Assignment:
Return each line of the listing that contains the string "below".

+++

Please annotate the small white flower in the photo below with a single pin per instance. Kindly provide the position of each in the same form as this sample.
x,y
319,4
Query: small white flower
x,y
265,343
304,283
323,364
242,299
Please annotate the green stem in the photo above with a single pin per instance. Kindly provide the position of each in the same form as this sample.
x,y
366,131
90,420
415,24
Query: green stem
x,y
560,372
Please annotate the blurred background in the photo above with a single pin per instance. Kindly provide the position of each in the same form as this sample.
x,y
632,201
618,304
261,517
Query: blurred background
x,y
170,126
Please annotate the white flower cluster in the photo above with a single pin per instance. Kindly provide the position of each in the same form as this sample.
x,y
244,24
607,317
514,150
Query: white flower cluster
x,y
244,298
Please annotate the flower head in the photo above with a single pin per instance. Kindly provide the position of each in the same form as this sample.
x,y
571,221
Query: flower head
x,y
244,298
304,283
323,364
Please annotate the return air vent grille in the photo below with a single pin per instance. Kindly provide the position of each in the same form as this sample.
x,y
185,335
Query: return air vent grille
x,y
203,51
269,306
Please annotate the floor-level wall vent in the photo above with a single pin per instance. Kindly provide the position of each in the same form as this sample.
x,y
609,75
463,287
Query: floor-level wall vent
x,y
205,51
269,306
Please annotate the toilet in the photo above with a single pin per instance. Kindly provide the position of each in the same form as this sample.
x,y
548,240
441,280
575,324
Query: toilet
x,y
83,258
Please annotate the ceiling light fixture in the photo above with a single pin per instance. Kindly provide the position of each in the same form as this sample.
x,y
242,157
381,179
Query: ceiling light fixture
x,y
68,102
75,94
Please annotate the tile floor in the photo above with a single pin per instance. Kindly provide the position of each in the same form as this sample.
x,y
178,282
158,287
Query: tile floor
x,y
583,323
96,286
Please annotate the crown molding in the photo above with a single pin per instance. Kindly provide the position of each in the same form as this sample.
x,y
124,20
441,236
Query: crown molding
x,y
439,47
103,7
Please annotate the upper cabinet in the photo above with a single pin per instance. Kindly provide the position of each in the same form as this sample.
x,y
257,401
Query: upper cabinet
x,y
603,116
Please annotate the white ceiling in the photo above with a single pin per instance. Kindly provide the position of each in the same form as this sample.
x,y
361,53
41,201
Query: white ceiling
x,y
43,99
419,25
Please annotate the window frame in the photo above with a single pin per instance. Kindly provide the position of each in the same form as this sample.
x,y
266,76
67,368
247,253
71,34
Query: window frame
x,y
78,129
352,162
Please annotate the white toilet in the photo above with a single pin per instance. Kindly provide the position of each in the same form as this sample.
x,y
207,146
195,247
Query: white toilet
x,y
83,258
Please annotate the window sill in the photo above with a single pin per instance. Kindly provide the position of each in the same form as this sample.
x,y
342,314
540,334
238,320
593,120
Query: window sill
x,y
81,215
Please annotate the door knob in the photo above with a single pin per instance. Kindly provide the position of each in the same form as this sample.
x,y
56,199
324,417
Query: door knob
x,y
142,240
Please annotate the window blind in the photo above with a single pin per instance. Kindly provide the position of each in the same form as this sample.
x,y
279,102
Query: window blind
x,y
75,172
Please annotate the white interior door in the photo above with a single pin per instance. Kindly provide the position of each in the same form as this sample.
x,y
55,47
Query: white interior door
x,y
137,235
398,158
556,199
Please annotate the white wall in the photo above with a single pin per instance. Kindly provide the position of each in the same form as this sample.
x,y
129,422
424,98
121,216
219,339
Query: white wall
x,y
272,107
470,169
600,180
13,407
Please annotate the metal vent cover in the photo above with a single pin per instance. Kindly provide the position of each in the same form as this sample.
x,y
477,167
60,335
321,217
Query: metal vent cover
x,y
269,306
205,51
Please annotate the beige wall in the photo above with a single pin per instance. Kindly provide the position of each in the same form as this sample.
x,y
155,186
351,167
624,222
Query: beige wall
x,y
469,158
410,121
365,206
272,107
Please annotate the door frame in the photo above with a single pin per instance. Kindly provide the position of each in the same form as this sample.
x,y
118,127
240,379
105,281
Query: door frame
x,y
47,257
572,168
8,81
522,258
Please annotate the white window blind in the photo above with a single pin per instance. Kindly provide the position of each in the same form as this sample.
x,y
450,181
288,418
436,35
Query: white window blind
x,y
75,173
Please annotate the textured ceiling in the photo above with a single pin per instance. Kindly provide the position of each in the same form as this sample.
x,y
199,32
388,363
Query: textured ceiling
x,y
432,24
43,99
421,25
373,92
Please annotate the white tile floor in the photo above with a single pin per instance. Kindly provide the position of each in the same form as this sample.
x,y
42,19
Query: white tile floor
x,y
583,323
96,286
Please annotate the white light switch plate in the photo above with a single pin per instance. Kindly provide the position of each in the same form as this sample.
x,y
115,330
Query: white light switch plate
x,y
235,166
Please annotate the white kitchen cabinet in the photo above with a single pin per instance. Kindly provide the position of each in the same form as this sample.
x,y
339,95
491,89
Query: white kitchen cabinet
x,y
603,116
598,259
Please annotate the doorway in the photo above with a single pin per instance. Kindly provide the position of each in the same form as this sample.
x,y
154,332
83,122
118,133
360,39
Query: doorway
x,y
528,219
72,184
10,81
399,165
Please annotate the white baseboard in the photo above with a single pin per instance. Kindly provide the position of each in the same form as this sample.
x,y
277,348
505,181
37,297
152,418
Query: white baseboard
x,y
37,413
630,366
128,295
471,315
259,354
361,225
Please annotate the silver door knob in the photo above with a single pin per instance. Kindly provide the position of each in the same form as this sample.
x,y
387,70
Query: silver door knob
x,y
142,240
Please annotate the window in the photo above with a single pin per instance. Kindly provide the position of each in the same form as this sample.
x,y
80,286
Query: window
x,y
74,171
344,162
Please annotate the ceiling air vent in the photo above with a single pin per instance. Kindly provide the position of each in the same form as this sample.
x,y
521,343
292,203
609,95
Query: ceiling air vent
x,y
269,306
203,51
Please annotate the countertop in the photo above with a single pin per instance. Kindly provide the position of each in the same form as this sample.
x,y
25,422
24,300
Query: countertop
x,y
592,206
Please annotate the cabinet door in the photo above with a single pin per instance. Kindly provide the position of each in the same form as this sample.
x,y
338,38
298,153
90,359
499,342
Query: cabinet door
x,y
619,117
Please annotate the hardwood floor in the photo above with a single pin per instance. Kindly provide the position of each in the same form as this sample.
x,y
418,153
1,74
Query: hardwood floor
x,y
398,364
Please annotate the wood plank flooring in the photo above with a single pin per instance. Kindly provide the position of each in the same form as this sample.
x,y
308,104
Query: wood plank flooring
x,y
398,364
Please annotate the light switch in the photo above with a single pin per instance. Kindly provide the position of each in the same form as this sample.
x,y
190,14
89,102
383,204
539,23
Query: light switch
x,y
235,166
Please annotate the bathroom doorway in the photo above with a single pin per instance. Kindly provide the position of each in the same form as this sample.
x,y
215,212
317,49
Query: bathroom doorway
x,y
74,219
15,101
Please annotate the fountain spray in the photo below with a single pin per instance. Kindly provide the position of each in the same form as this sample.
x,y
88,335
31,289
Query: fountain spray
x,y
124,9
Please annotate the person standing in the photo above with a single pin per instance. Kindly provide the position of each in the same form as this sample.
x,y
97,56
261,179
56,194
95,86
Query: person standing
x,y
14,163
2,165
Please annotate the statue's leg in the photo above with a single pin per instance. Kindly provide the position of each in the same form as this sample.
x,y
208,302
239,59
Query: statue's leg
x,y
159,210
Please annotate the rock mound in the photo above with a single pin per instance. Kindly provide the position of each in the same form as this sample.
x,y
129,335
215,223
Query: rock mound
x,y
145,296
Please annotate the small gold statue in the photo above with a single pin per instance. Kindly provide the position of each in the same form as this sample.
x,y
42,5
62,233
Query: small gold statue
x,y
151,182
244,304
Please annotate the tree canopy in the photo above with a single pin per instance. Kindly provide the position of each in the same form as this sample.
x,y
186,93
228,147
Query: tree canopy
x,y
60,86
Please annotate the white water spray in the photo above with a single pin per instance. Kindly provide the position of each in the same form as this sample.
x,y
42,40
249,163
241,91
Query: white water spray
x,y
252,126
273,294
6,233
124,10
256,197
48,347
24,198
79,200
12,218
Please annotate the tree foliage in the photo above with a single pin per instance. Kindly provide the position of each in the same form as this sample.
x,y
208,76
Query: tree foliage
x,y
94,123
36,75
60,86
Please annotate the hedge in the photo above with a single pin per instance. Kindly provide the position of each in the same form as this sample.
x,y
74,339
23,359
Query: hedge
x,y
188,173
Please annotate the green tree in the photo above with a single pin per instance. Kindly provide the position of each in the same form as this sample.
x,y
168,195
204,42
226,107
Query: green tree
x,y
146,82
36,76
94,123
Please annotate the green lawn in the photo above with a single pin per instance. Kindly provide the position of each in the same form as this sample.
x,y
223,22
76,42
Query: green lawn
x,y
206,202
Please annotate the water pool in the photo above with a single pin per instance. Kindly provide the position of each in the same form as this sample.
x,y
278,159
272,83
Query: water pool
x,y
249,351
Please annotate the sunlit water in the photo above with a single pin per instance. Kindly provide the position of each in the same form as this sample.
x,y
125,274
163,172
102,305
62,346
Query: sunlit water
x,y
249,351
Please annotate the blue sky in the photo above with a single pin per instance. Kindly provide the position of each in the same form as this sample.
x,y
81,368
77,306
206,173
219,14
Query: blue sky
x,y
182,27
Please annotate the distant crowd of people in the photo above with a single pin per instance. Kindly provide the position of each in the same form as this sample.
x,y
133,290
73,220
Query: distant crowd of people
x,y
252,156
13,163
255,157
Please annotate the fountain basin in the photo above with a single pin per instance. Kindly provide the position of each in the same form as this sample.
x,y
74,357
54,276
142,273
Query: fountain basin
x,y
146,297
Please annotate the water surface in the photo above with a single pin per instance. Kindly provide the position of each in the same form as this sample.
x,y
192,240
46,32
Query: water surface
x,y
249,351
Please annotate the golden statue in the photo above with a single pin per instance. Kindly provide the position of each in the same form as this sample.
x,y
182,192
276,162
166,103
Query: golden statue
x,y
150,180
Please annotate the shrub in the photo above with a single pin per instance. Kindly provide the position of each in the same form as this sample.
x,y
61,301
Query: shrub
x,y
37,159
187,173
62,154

+++

Output for this task:
Please annotate the small white flower in the photo below with a single pin per instance. Kindly provide the position of each in the same form as this sample.
Please annotate the return air vent grille in the photo below with a single pin per instance. Kindly provide the position of each in the same form as this sample.
Please annotate the fountain spray in the photo below with a single pin per instance. Kindly provide the position of each in the same form as this sample.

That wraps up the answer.